__文档正文__:
---

**LARS（Layer-wise Adaptive Rate Scaling）**

核心想法：对每一层算一个信任比率（trust ratio）
$$
\text{trust\_ratio}_\ell
\;=\;
\eta \cdot \frac{\lVert w_\ell\rVert}{\lVert g_\ell \rVert + \epsilon}
$$


用它去缩放全局学习率

$$\text{lr}_\ell = \text{lr} \times \text{trust\_ratio}_\ell$$

再做 SGD (+momentum) 更新。

- 让每层的相对更新幅度 $\lVert \Delta w_\ell\rVert/\lVert w_\ell\rVert$ 更一致，避免层间尺度差异在巨型 batch 下被放大导致训练不稳；
- 常见用法是超大 batch 训练 CNN（如 ImageNet 32K + batch）；
- 通常跳过 BN / 偏置层的层级自适应与权重衰减（trust ratio 置 1 即可）；

**LAMB（Layer-wise Adaptive Moments for Batch training）**

核心想法：先像 Adam / AdamW 一样算自适应步子（按二阶动量归一化），再加一层 layer-wise trust ratio；
$$
u_\ell=\frac{\hat m_\ell}{\sqrt{\hat v_\ell}+\epsilon} \quad(\text{Adam 方向})
\qquad
r_\ell=\frac{\lVert w_\ell\rVert}{\lVert u_\ell \rVert+\epsilon}
\qquad
\Delta w_\ell=-\text{lr}\cdot r_\ell\cdot u_\ell
$$

In [None]:
import torch
from torch.optim.optimizer import Optimizer

def _exclude(p_name):
    # If the name contains 'bn', 'ln', 'bias', do not adapt to layer-wise
    n = p_name.lower()
    return ("bn" in n) or ("ln" in n) or ("bias" in n)

class LARS(Optimizer):
    def __init__(self, params, lr=0.1, momentum=0.9, weight_decay=1e-4,
                 eta=0.001, eps=1e-9, trust_clip=None):

        # support (name, param)
        named = []
        raw = []
        for p in params:
            if isinstance(p, tuple):
                named.append(p)
            else:
                raw.append(p)

        if named:
            param_groups = [{"params":[p for _, p in named], "names":[n for n, _ in named]}]
        else:
            param_groups = [{"params": raw, "names": ["" for _ in raw]}]

        defaults = dict(lr=lr, momentum=momentum, weight_decay=weight_decay,
                        eta=eta, eps=eps, trust_clip=trust_clip)
        super().__init__(param_groups, defaults)

        # allocate state for each param
        for group in self.param_groups:
            for p in group["params"]:
                self.state[p]["momentum_buffer"] = torch.zeros_like(p, memory_format=torch.preserve_format)

    @torch.no_grad()
    def step(self, closure=None):
        loss = None if closure is None else closure()

        for group in self.param_groups:
            lr = group["lr"]
            mom = group["momentum"]
            wd  = group["weight_decay"]
            eta = group["eta"]
            eps = group["eps"]
            clip= group["trust_clip"]
            names = group.get("names", [""]*len(group["params"]))

            for name, p in zip(names, group["params"]):
                if p.grad is None:
                    continue

                g = p.grad

                # decoupled weight decay
                if wd != 0 and not _exclude(name):
                    p.add_(p, alpha=-lr*wd)

---

__数据行__:
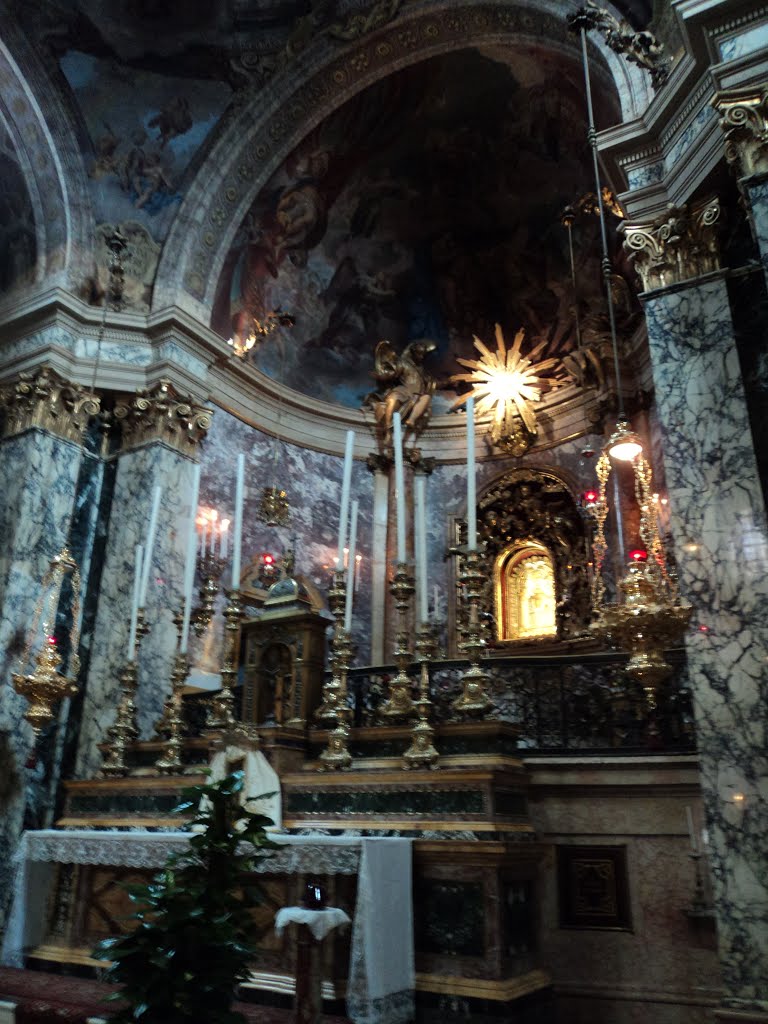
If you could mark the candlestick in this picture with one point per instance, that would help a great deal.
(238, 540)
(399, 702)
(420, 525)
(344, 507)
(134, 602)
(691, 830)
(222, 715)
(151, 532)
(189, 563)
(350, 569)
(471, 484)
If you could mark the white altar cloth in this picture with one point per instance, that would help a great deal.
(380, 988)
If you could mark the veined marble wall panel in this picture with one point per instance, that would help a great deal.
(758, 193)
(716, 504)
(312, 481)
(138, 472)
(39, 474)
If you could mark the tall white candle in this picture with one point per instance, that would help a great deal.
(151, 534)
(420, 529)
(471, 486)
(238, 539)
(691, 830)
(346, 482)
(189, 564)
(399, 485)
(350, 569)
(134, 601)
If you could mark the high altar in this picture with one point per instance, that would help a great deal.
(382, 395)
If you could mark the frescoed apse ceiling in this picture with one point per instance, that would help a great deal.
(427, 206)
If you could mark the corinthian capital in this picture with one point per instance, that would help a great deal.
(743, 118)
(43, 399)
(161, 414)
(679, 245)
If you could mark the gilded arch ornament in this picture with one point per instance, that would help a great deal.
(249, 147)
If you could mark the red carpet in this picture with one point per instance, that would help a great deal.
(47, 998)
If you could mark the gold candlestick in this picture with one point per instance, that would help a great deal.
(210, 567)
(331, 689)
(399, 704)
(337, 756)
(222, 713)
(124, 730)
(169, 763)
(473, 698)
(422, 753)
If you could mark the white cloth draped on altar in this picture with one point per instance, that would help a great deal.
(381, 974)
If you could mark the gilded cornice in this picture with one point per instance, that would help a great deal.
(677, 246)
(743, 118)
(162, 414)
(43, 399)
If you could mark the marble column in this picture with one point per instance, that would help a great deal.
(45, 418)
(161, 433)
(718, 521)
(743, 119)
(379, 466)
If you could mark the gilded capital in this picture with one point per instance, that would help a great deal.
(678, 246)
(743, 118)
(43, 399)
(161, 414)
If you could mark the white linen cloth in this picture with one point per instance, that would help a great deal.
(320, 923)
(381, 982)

---

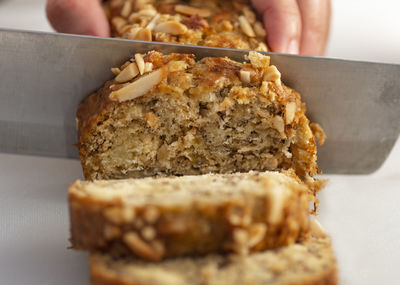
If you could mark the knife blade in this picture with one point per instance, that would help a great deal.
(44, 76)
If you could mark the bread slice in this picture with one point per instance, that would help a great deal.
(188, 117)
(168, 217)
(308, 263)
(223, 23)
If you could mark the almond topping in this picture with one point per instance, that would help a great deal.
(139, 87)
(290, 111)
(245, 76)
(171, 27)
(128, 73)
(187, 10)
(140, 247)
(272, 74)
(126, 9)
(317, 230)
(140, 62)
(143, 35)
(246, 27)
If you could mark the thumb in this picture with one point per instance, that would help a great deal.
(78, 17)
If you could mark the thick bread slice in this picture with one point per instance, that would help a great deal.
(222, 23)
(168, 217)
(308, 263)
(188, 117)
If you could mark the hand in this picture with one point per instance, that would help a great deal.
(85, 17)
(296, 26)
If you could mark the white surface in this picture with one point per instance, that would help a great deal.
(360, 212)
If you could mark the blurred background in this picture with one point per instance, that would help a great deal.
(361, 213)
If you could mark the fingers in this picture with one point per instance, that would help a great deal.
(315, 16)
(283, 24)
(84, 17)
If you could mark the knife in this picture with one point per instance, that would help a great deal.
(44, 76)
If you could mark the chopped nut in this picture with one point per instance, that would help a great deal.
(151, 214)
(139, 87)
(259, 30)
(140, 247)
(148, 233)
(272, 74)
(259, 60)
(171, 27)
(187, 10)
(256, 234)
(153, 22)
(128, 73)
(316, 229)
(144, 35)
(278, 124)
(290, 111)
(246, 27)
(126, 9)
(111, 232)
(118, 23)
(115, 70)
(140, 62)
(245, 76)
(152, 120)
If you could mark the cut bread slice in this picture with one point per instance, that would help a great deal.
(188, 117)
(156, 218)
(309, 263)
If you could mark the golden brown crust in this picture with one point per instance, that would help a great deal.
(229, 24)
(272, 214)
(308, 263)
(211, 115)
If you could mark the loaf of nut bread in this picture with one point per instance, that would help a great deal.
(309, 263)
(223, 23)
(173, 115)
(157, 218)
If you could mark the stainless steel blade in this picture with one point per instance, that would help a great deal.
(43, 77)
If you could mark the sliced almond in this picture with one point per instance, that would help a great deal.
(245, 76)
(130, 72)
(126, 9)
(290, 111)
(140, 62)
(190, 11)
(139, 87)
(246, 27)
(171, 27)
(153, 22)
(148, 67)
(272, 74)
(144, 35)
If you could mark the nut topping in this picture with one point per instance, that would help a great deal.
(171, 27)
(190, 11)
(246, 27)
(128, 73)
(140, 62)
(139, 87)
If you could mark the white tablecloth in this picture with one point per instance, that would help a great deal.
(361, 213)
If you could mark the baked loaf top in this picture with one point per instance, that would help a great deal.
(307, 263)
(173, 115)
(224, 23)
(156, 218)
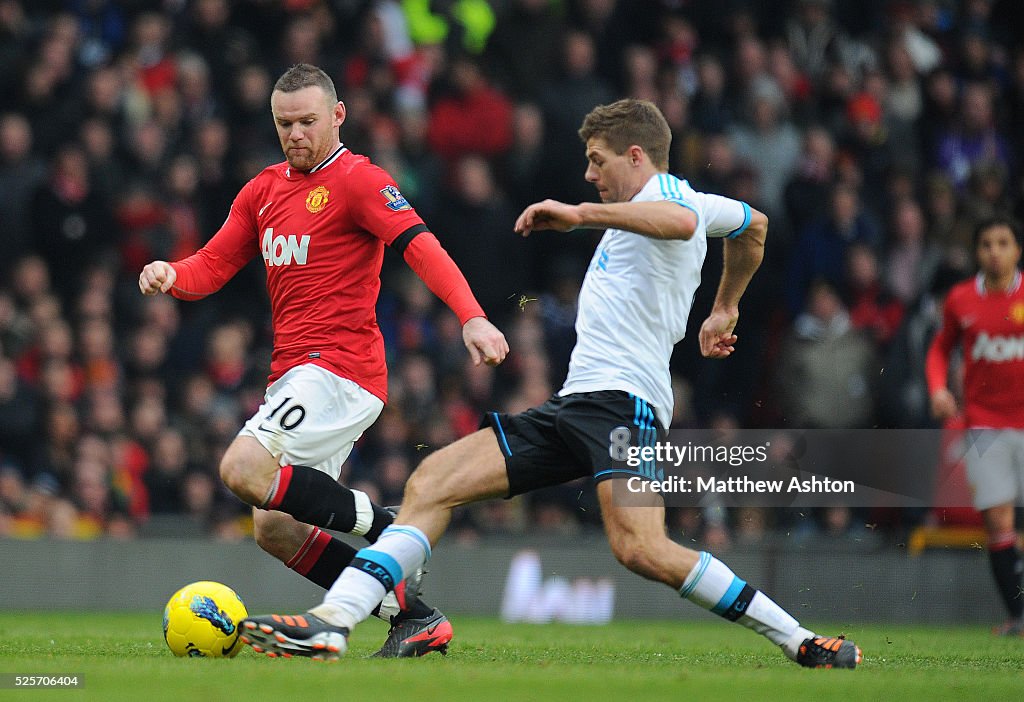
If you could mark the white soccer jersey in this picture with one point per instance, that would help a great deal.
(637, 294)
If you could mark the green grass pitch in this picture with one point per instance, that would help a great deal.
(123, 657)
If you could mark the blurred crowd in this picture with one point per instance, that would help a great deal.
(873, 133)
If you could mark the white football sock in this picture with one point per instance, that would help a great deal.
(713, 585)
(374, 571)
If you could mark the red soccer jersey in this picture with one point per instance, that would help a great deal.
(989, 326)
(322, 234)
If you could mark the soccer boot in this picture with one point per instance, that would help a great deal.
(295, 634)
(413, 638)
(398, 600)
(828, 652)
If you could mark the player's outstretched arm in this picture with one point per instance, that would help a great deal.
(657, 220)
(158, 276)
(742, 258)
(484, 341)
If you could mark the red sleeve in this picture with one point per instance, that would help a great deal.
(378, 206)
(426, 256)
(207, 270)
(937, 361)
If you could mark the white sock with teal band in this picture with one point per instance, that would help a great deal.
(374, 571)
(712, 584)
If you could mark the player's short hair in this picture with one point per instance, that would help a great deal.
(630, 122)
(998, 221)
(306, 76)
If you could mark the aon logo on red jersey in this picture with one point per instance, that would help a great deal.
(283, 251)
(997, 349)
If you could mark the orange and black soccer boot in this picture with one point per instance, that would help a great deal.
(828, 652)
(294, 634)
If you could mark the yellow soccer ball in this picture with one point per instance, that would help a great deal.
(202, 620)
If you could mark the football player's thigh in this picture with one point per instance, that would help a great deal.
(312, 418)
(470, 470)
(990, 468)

---

__待办事项__:
1. 依据文档正文，LARS 通常对哪些层跳过层级自适应与权重衰减？
2. 请用两句话概括文档正文。

__参考答案__:
1. 通常跳过 BN 层和偏置层，将其 trust ratio 置为 1 即可。

2. LARS 为每一层计算信任比率并以此缩放全局学习率，再做 SGD（加动量）更新，使各层的相对更新幅度更一致，常用于超大 batch 训练 CNN。LAMB 则先像 Adam/AdamW 一样按二阶动量归一化算出自适应步子，再在其上加一层逐层的信任比率。